● **任务目标 A**
列出条目中凡含有字符串“parked”的每一行。

● **引用段落**
--

其实HashMap更准确地说是继承自AbstractMap类，而不是直接实现了Map 接口，所以要是Dictionary这个抽象类要是实现的实Map 接口，那HashMap和Hashtable 就在继承关系上保持一致了

Hashtable

线程安全

其实HashTable 没有那么多要说的，比较重要的一点就是线程安全，但是这个线程安全的实现方式就是所有的操作都加了synchronized关键字，哈哈！关于synchronized 我们后面会说

public synchronized int size() {}
public synchronized boolean isEmpty() {}
public synchronized boolean contains(Object value) {}
public synchronized boolean containsKey(Object key) {}
public synchronized V get(Object key) {}
public synchronized V put(K key, V value) {}
public synchronized V remove(Object key) {}

而HashMap 是线程不安全的

contains方法
HashMap中没有Hashtable中的contains方法，只有containsValue和containsKey，因为contains方法容易让人引起误解。

Hashtable则保留了contains，containsValue和containsKey三个方法，其中contains和containsValue功能相同。

--

● **所给条目**
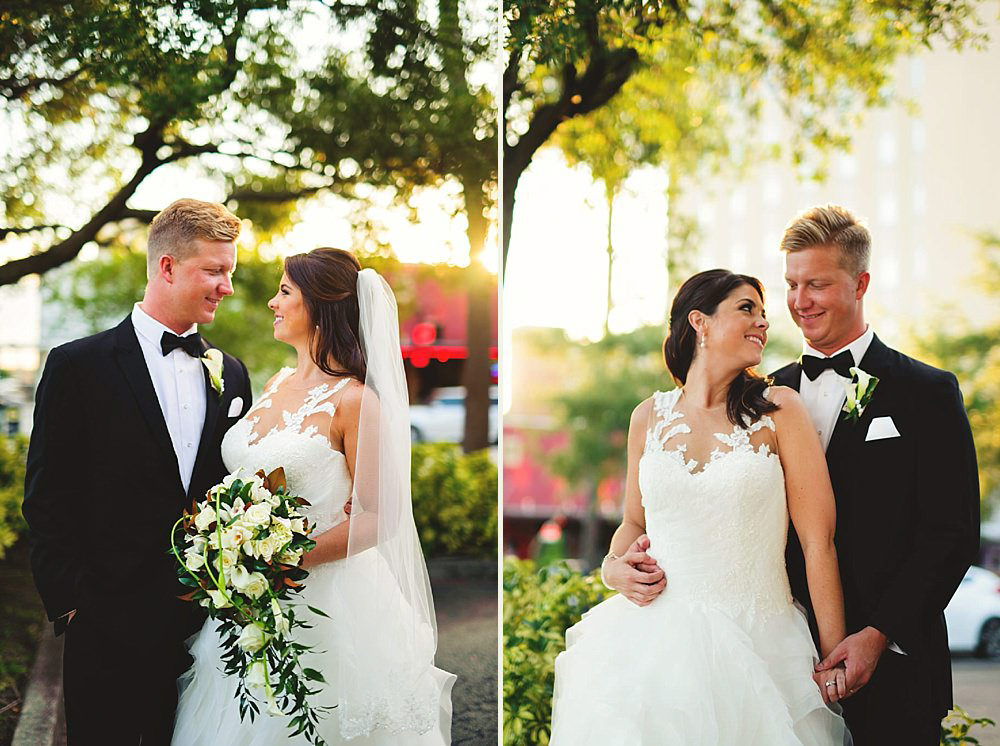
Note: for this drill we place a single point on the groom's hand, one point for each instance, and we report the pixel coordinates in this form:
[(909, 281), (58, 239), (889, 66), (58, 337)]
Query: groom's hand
[(860, 654), (635, 574)]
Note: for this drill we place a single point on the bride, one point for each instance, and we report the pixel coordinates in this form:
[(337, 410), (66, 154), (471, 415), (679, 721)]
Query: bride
[(713, 652), (338, 424)]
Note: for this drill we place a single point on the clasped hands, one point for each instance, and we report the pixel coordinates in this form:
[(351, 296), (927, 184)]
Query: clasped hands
[(847, 668)]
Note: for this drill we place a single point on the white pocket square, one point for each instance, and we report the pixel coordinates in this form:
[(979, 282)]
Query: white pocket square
[(880, 428)]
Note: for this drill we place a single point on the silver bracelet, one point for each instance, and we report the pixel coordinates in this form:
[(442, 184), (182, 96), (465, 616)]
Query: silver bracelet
[(609, 555)]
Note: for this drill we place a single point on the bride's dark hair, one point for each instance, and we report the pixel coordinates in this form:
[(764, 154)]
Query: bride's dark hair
[(704, 292), (328, 280)]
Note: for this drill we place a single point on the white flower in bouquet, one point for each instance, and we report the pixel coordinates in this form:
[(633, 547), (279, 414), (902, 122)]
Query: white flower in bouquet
[(226, 560), (242, 521), (218, 599), (252, 639), (193, 560), (257, 515)]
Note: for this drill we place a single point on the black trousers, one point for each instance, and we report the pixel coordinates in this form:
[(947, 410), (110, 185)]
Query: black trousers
[(120, 690), (892, 707)]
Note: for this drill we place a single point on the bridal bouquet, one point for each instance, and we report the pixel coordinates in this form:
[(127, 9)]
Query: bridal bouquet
[(242, 547)]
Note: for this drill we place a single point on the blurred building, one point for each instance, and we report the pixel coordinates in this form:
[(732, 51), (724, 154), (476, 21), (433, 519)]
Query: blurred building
[(925, 181)]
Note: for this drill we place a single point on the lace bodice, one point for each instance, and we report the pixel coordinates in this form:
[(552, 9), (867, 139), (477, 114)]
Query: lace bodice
[(719, 531), (299, 443)]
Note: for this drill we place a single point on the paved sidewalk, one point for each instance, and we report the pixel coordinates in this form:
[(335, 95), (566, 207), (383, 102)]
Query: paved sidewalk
[(467, 615)]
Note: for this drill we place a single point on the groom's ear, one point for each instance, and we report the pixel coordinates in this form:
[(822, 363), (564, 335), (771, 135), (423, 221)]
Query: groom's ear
[(165, 268)]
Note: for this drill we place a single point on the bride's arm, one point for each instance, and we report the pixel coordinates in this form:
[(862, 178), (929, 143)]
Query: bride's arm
[(813, 512), (639, 585), (344, 428)]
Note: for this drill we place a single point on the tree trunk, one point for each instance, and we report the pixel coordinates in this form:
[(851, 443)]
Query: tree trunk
[(476, 373)]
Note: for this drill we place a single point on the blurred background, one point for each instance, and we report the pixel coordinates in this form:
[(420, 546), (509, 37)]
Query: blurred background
[(643, 146), (362, 125)]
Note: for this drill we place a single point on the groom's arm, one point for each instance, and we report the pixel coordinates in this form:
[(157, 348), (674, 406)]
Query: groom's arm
[(54, 481), (946, 539)]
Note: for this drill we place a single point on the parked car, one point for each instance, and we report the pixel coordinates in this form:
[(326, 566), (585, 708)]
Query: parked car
[(442, 418), (973, 614)]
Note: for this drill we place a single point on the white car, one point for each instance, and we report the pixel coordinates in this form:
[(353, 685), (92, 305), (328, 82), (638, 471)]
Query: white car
[(973, 614), (442, 418)]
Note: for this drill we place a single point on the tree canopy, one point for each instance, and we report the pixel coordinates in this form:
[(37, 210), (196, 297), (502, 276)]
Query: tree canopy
[(820, 62)]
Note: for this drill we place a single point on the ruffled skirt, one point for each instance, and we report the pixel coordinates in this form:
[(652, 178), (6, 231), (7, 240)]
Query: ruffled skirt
[(208, 708), (684, 672)]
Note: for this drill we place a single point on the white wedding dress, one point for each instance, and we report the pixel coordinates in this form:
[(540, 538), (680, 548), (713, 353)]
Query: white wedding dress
[(722, 656), (207, 711)]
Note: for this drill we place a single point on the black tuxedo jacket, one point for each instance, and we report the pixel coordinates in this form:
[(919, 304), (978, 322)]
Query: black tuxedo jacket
[(907, 512), (102, 487)]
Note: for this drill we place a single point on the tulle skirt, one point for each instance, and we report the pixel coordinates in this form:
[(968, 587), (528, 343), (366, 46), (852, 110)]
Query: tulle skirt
[(687, 673), (208, 709)]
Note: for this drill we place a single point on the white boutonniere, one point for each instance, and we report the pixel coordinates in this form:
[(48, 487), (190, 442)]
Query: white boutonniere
[(859, 393), (212, 360)]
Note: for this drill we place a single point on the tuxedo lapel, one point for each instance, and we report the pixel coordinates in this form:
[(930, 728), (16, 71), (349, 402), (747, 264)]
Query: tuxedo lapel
[(212, 409), (129, 356)]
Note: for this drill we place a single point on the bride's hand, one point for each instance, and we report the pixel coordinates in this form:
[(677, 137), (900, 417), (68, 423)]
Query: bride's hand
[(832, 684), (635, 574)]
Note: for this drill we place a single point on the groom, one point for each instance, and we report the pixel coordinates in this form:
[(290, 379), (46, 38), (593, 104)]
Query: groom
[(127, 431), (906, 484)]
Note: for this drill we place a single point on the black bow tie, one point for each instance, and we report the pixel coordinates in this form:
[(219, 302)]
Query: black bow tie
[(841, 363), (191, 344)]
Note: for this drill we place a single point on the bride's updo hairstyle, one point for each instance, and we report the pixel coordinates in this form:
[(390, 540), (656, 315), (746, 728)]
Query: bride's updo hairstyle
[(328, 280), (704, 292)]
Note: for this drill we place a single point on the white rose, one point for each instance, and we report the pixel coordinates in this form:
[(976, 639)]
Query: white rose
[(252, 638), (193, 560), (257, 515), (219, 600), (264, 548), (256, 585), (256, 674), (226, 560), (228, 481)]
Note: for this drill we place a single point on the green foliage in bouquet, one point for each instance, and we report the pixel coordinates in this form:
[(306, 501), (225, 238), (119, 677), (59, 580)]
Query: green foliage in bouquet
[(244, 546), (13, 454), (538, 607), (955, 728), (454, 501)]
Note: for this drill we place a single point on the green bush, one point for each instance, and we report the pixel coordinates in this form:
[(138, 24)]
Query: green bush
[(955, 728), (13, 453), (538, 607), (455, 501)]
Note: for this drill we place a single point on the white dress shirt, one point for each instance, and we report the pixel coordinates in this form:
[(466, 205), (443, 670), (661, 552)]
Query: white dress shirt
[(825, 397), (179, 382)]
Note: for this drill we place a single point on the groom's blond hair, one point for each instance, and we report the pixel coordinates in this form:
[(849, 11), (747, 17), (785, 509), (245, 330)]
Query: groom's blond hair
[(831, 225), (174, 230)]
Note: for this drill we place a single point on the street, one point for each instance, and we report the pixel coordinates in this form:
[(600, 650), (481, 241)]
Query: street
[(977, 691), (467, 646)]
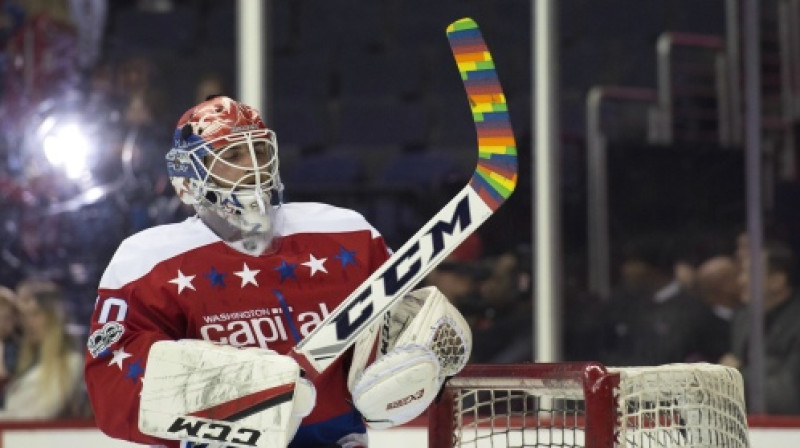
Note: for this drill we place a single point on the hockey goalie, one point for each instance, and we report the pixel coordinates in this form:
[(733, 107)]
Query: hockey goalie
[(193, 321)]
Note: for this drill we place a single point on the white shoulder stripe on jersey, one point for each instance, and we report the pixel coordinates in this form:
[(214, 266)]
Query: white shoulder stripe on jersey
[(139, 253), (315, 217)]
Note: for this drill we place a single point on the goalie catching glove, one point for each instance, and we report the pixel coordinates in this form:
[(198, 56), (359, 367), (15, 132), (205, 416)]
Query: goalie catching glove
[(422, 341), (202, 392)]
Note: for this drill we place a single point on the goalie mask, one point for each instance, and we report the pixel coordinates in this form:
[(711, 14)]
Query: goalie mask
[(225, 160)]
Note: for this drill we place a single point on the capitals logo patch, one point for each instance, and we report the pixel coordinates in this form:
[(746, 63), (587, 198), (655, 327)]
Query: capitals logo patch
[(103, 338)]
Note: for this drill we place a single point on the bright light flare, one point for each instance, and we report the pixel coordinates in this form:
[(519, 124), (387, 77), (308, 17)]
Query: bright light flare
[(66, 146)]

--

● **任务目标 B**
抄录上文讲Hashtable与HashMap的段落中的一部分：以“public synchronized int”开头，一直延续到“ainsValue功能相同。”为止。

● **任务作答 A**
Note: for this drill we place a single point on the parked car, one point for each instance, and we report the pixel coordinates in this form:
Query: parked car

● **任务作答 B**
public synchronized int size() {}
public synchronized boolean isEmpty() {}
public synchronized boolean contains(Object value) {}
public synchronized boolean containsKey(Object key) {}
public synchronized V get(Object key) {}
public synchronized V put(K key, V value) {}
public synchronized V remove(Object key) {}

而HashMap 是线程不安全的

contains方法
HashMap中没有Hashtable中的contains方法，只有containsValue和containsKey，因为contains方法容易让人引起误解。

Hashtable则保留了contains，containsValue和containsKey三个方法，其中contains和containsValue功能相同。